Document segment
The Return of Casanova (Le Retour de Casanova) is a 1992 French period drama film directed by Édouard Niermans, and based on Arthur Schnitzler's novella Casanova's Homecoming. It was entered into the 1992 Cannes Film Festival.

==Plot==
After many years of rambling across Europe, the aging Giacomo Casanova is impoverished. He wants to return to the Republic of Venice but he doesn't dare going there directly because he was a fugitive when he left. While he tries to find a way to get a pardon, he meets a young lady named Marcolina. The more he shows his affection, the more ostentatiously she rejects him. Even so he doesn't give up on her because her lover Lorenzi has grave gaming debts. In return for the required money, Lorenzi tells Casanova about a looming secret rendezvous with Marcolina. Moreover, he lets Casanova take his place. Under cover of the night, Casanova finally seduces her. Lorenzi later feels his honour was besmirched and demands satisfaction. Casanova kills him in a duel and then goes home to Venice.

Exercise prompt
Repeat word for word the part of the film summary that begins at the words "The Return of" and stops after the words "Cannes Film Festival.".

Coordinate labeling data
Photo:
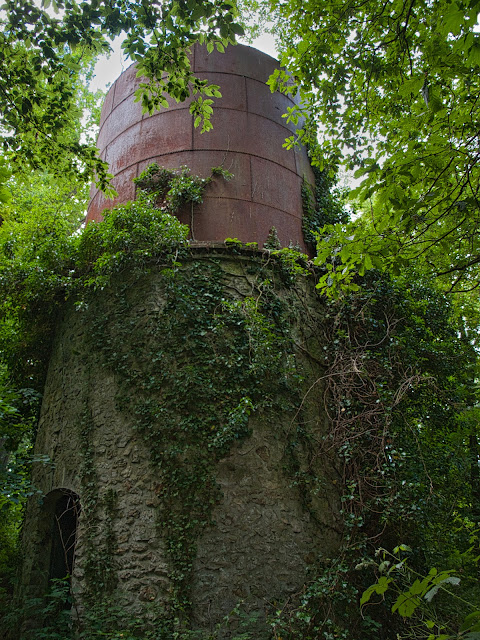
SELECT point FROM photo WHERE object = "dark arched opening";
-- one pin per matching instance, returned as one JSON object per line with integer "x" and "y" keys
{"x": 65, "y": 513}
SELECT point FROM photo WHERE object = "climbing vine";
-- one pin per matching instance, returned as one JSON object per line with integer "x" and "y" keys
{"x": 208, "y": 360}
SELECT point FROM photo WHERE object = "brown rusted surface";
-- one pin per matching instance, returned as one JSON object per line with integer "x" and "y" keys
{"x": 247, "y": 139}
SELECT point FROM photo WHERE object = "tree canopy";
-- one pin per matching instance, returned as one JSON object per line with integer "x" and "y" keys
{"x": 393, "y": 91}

--

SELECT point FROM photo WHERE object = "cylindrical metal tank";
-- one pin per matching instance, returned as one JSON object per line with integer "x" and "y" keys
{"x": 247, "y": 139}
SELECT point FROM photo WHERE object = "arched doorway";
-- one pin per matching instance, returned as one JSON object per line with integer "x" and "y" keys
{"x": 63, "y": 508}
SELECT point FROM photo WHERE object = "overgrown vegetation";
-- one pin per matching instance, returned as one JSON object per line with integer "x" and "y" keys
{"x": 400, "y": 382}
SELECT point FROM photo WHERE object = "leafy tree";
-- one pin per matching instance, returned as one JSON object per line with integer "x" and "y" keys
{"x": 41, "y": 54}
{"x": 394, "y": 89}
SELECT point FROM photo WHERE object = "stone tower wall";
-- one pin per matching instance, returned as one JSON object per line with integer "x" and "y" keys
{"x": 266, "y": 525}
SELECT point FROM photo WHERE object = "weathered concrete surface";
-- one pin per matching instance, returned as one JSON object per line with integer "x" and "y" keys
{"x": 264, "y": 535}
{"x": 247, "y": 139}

Task result
The Return of Casanova (Le Retour de Casanova) is a 1992 French period drama film directed by Édouard Niermans, and based on Arthur Schnitzler's novella Casanova's Homecoming. It was entered into the 1992 Cannes Film Festival.